[Spatial localization data]
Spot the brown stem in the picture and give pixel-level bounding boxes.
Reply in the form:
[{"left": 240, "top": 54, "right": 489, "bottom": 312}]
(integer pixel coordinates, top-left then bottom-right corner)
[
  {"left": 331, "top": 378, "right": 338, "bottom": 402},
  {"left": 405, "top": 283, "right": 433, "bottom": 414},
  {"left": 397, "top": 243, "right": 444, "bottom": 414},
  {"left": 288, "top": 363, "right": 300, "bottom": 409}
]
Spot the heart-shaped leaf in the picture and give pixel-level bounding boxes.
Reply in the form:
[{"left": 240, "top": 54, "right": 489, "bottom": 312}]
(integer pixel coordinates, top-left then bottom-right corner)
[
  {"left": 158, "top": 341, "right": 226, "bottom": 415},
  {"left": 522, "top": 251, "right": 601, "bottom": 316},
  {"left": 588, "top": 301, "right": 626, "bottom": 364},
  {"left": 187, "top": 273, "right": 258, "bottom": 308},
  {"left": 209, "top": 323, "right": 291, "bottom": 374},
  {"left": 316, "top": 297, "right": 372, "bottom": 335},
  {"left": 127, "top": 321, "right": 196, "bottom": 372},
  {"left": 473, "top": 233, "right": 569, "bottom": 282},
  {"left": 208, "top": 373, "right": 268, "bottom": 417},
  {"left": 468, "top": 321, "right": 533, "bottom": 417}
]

# Assignment
Among the records above, find each line containing the string "Spot" and copy it.

# Result of the task
Spot the brown stem in the picture and give pixel-level bounding boxes.
Spot the heart-shaped leaf in the picture and give pixel-level bounding boxes.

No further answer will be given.